== Records for this task ==
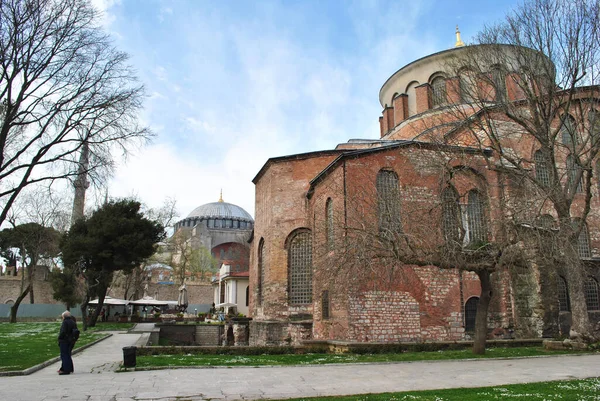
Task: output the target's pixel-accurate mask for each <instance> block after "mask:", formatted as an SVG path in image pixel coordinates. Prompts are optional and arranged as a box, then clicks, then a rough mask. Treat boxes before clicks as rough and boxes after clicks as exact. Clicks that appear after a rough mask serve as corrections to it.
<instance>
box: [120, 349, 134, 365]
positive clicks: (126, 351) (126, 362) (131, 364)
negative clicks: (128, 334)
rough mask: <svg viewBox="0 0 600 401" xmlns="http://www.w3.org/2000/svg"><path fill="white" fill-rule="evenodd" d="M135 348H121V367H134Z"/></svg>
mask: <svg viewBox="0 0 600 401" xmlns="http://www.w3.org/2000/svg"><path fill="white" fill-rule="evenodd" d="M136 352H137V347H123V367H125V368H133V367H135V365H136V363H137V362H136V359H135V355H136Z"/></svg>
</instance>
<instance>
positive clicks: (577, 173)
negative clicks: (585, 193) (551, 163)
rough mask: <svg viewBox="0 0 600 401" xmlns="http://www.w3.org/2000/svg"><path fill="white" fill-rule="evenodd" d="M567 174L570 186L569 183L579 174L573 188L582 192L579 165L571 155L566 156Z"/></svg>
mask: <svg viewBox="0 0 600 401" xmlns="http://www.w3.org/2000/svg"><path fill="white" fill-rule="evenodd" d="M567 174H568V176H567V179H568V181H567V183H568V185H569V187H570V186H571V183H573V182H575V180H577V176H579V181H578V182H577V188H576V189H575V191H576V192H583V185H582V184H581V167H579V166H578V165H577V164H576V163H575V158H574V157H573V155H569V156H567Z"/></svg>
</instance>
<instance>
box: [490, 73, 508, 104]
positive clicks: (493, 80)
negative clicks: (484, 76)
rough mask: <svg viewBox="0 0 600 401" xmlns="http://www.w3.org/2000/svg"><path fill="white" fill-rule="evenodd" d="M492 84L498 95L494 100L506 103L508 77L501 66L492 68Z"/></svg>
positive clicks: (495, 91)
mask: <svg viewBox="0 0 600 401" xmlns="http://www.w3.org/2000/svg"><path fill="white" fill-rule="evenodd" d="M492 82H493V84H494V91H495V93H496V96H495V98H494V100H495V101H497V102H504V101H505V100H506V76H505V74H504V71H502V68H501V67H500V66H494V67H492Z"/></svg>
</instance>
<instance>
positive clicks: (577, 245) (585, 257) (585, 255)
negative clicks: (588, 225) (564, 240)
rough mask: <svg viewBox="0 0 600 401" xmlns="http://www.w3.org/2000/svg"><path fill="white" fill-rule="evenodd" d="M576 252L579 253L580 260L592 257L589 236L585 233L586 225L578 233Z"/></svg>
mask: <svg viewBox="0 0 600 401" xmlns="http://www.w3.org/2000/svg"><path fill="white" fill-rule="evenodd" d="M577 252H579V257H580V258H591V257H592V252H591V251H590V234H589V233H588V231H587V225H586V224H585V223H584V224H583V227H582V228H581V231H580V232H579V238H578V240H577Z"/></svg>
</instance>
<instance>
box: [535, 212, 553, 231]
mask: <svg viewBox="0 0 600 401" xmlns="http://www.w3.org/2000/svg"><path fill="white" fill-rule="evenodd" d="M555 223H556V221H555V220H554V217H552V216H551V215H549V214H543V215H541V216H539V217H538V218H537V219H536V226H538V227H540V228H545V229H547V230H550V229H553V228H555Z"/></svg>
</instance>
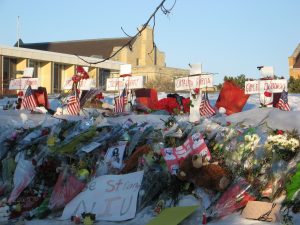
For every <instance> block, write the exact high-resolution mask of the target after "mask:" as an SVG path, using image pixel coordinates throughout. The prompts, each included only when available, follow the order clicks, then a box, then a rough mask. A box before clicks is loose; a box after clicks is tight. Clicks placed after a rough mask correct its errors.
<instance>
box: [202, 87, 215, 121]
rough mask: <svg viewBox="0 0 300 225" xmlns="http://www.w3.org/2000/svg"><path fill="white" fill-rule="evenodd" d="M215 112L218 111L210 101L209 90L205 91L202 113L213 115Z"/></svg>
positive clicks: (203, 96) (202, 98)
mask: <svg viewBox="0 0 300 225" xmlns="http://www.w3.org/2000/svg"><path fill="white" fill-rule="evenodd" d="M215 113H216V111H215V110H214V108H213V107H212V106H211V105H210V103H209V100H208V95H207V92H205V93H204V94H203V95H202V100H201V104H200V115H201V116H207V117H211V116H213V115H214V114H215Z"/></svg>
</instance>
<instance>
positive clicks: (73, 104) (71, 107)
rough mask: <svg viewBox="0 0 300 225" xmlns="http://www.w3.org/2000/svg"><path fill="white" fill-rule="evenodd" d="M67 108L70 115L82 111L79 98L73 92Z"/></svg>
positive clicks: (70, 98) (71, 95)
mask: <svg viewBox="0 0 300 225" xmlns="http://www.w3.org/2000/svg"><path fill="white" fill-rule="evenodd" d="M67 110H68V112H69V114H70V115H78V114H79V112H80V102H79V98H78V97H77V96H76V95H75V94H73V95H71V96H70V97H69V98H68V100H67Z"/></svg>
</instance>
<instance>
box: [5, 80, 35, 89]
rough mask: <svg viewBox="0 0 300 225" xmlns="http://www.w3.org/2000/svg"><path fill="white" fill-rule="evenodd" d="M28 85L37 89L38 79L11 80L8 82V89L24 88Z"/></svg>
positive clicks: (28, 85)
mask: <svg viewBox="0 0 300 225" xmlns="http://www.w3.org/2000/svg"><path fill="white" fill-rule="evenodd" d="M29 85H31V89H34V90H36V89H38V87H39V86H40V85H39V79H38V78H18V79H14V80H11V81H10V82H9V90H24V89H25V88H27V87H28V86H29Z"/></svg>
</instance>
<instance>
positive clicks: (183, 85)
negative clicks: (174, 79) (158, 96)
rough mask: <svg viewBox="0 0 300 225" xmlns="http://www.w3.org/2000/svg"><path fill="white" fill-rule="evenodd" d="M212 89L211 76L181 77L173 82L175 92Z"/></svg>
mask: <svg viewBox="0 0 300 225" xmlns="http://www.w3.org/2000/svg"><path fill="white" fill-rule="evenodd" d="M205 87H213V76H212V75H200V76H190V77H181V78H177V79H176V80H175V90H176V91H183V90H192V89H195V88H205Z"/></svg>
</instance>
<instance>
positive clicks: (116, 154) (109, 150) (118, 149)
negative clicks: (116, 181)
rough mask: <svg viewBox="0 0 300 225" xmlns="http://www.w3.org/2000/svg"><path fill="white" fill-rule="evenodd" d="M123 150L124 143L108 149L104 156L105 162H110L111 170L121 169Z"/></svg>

== Exercise goal ==
Type the material out again exactly. Skip the pictures.

== Result of this task ==
Task: output the target's pixel-accurate mask for each <instance> block after "mask:", formatted as an SVG path in image pixel coordinates. Prompts are optional and arranged as a box, then clicks, then a rough mask. Treat boxes before clicks as rough and boxes after clicks as exact. Clicks that appear after a rough mask serve as corrections to it.
<instance>
box: [120, 349, 134, 365]
positive clicks: (126, 351) (126, 362) (131, 364)
negative clicks: (128, 334)
rough mask: <svg viewBox="0 0 600 401" xmlns="http://www.w3.org/2000/svg"><path fill="white" fill-rule="evenodd" d="M135 348H121V367H134Z"/></svg>
mask: <svg viewBox="0 0 600 401" xmlns="http://www.w3.org/2000/svg"><path fill="white" fill-rule="evenodd" d="M136 352H137V347H123V367H125V368H133V367H135V365H136V363H137V362H136V359H135V355H136Z"/></svg>
</instance>
<instance>
positive clicks: (577, 173)
negative clicks: (585, 193) (551, 163)
rough mask: <svg viewBox="0 0 600 401" xmlns="http://www.w3.org/2000/svg"><path fill="white" fill-rule="evenodd" d="M567 174L570 186L569 183L579 174L573 188L582 192L579 165L571 155L566 156Z"/></svg>
mask: <svg viewBox="0 0 600 401" xmlns="http://www.w3.org/2000/svg"><path fill="white" fill-rule="evenodd" d="M567 174H568V176H567V179H568V181H567V183H568V185H569V187H570V186H571V183H573V182H575V180H577V176H579V181H578V182H577V188H576V189H575V191H576V192H583V185H582V184H581V167H579V166H578V165H577V164H576V163H575V158H574V157H573V155H569V156H567Z"/></svg>
</instance>
<instance>
box: [490, 73, 508, 104]
positive clicks: (493, 80)
negative clicks: (484, 76)
rough mask: <svg viewBox="0 0 600 401" xmlns="http://www.w3.org/2000/svg"><path fill="white" fill-rule="evenodd" d="M492 84L498 95L494 100L506 103L508 77L501 66L492 68Z"/></svg>
positive clicks: (495, 91)
mask: <svg viewBox="0 0 600 401" xmlns="http://www.w3.org/2000/svg"><path fill="white" fill-rule="evenodd" d="M492 82H493V84H494V91H495V93H496V96H495V98H494V100H495V101H497V102H504V101H505V100H506V76H505V74H504V71H502V68H501V67H500V66H494V67H492Z"/></svg>
</instance>
<instance>
positive clicks: (577, 245) (585, 257) (585, 255)
negative clicks: (588, 225) (564, 240)
rough mask: <svg viewBox="0 0 600 401" xmlns="http://www.w3.org/2000/svg"><path fill="white" fill-rule="evenodd" d="M576 252L579 253L580 260L592 257L589 236L585 233L586 225L578 233Z"/></svg>
mask: <svg viewBox="0 0 600 401" xmlns="http://www.w3.org/2000/svg"><path fill="white" fill-rule="evenodd" d="M577 252H579V257H580V258H591V257H592V252H591V251H590V234H589V233H588V231H587V225H586V224H585V223H584V224H583V227H582V228H581V231H580V232H579V238H578V240H577Z"/></svg>
</instance>
<instance>
box: [535, 212, 553, 231]
mask: <svg viewBox="0 0 600 401" xmlns="http://www.w3.org/2000/svg"><path fill="white" fill-rule="evenodd" d="M555 223H556V221H555V220H554V217H552V216H551V215H549V214H543V215H541V216H539V217H538V218H537V219H536V226H538V227H540V228H545V229H547V230H550V229H553V228H555Z"/></svg>
</instance>
For every <instance> block, write the exact high-resolution mask of the target after "mask:" as an SVG path, using image pixel coordinates throughout. The prompts, each included only when available, follow the order clicks, then a box, then a rough mask. A box before clicks is loose; a box after clicks is tight. Clicks placed after a rough mask correct its errors.
<instance>
box: [202, 87, 215, 121]
rough mask: <svg viewBox="0 0 300 225" xmlns="http://www.w3.org/2000/svg"><path fill="white" fill-rule="evenodd" d="M215 112L218 111L210 101L209 90L205 91L202 113L213 115Z"/></svg>
positive clicks: (203, 96) (202, 98)
mask: <svg viewBox="0 0 300 225" xmlns="http://www.w3.org/2000/svg"><path fill="white" fill-rule="evenodd" d="M215 113H216V111H215V110H214V108H213V107H212V106H211V105H210V103H209V100H208V95H207V92H205V93H204V94H203V95H202V100H201V104H200V115H201V116H207V117H211V116H213V115H214V114H215Z"/></svg>
</instance>
<instance>
positive clicks: (73, 104) (71, 107)
rough mask: <svg viewBox="0 0 300 225" xmlns="http://www.w3.org/2000/svg"><path fill="white" fill-rule="evenodd" d="M67 108L70 115L82 111L79 98L73 92Z"/></svg>
positive clicks: (70, 98) (71, 95)
mask: <svg viewBox="0 0 300 225" xmlns="http://www.w3.org/2000/svg"><path fill="white" fill-rule="evenodd" d="M67 110H68V112H69V114H70V115H78V114H79V112H80V102H79V98H78V97H77V96H76V95H75V94H73V95H71V96H70V97H69V98H68V100H67Z"/></svg>
</instance>
<instance>
box: [5, 80, 35, 89]
rough mask: <svg viewBox="0 0 300 225" xmlns="http://www.w3.org/2000/svg"><path fill="white" fill-rule="evenodd" d="M28 85L37 89L38 79L11 80L8 82V89L24 88Z"/></svg>
positive clicks: (28, 85)
mask: <svg viewBox="0 0 300 225" xmlns="http://www.w3.org/2000/svg"><path fill="white" fill-rule="evenodd" d="M29 85H31V89H34V90H36V89H38V87H39V86H40V85H39V79H38V78H18V79H14V80H11V81H10V82H9V90H24V89H25V88H27V87H28V86H29Z"/></svg>
</instance>
<instance>
positive clicks: (183, 85)
negative clicks: (174, 79) (158, 96)
rough mask: <svg viewBox="0 0 300 225" xmlns="http://www.w3.org/2000/svg"><path fill="white" fill-rule="evenodd" d="M212 89L211 76L181 77L173 82L175 92Z"/></svg>
mask: <svg viewBox="0 0 300 225" xmlns="http://www.w3.org/2000/svg"><path fill="white" fill-rule="evenodd" d="M205 87H213V76H212V75H200V76H190V77H181V78H177V79H176V80H175V90H176V91H183V90H192V89H195V88H205Z"/></svg>
</instance>
<instance>
positive clicks: (116, 154) (109, 150) (118, 149)
negative clicks: (116, 181)
rough mask: <svg viewBox="0 0 300 225" xmlns="http://www.w3.org/2000/svg"><path fill="white" fill-rule="evenodd" d="M123 150L124 143L108 149L104 156L105 162H110L111 170L121 169Z"/></svg>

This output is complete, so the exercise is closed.